--- AVAILABLE DATA ---

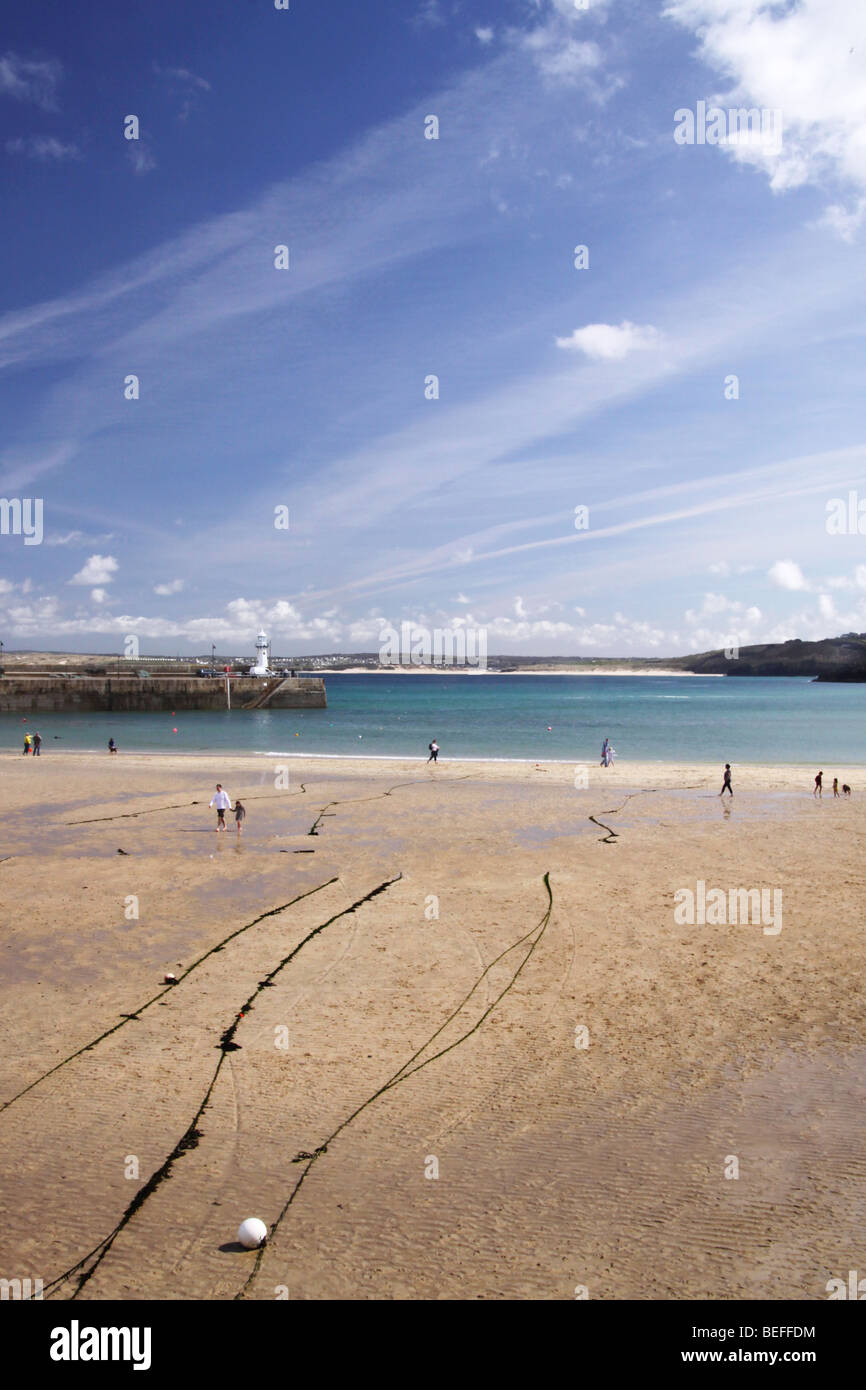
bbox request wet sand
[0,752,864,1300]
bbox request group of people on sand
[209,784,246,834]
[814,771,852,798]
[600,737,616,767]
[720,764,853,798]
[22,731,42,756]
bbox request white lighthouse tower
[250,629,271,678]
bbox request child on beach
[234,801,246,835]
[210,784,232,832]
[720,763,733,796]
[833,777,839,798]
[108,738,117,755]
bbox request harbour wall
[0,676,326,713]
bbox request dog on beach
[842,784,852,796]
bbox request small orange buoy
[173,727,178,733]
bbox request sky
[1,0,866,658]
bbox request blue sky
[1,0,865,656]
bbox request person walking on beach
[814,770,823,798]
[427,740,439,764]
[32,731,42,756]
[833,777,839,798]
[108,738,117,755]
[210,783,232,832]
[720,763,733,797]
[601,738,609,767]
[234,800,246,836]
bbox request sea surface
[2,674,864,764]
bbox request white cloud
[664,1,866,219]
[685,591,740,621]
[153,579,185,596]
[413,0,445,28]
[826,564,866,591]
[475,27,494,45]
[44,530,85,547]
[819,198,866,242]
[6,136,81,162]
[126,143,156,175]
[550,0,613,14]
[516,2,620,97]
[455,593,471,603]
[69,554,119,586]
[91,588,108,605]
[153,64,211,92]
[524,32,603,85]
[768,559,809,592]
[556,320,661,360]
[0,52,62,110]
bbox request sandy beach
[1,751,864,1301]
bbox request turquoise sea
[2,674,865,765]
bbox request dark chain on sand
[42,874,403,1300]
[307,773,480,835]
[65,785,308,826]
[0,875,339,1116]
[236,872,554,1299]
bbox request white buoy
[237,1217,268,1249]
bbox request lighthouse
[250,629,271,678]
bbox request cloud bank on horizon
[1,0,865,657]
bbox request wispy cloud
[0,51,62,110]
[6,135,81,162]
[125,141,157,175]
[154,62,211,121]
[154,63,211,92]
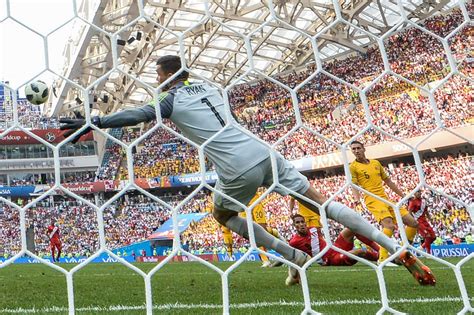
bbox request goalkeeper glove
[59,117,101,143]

---

- WORK ITEM
Quote exactly, and only, the lines from the one containing "bbox request dog on beach" through the last line of the records above, both included; leave out any pictures.

- WRITTEN ANSWER
bbox request dog on beach
[842,784,852,796]
bbox request small orange buoy
[173,727,178,733]
bbox request sky
[1,0,866,658]
bbox request blue sky
[1,0,865,656]
bbox request person walking on beach
[814,770,823,798]
[427,740,439,764]
[32,731,42,756]
[833,777,839,798]
[108,738,117,755]
[210,783,232,832]
[720,763,733,797]
[601,738,609,767]
[234,800,246,836]
bbox request sea surface
[2,674,864,764]
bbox request white cloud
[664,1,866,219]
[685,591,740,621]
[153,579,185,596]
[413,0,445,28]
[826,564,866,591]
[475,27,494,45]
[44,530,85,547]
[819,198,866,242]
[6,136,81,162]
[126,143,156,175]
[550,0,613,14]
[516,2,620,97]
[455,593,471,603]
[69,554,119,586]
[91,588,108,605]
[153,64,211,92]
[524,32,603,85]
[768,559,809,592]
[556,320,661,360]
[0,52,62,110]
bbox request sandy beach
[1,751,864,1301]
bbox request turquoise sea
[2,674,865,765]
bbox request dark chain on sand
[42,874,403,1300]
[307,773,480,835]
[65,785,308,826]
[0,875,339,1116]
[236,872,554,1299]
bbox request white buoy
[237,1217,268,1249]
bbox request lighthouse
[250,629,271,678]
bbox request cloud bank on horizon
[1,0,865,657]
bbox request wispy cloud
[0,51,62,110]
[6,135,81,162]
[125,141,157,175]
[154,62,211,121]
[154,63,211,92]
bbox request goalkeeper glove
[59,117,101,143]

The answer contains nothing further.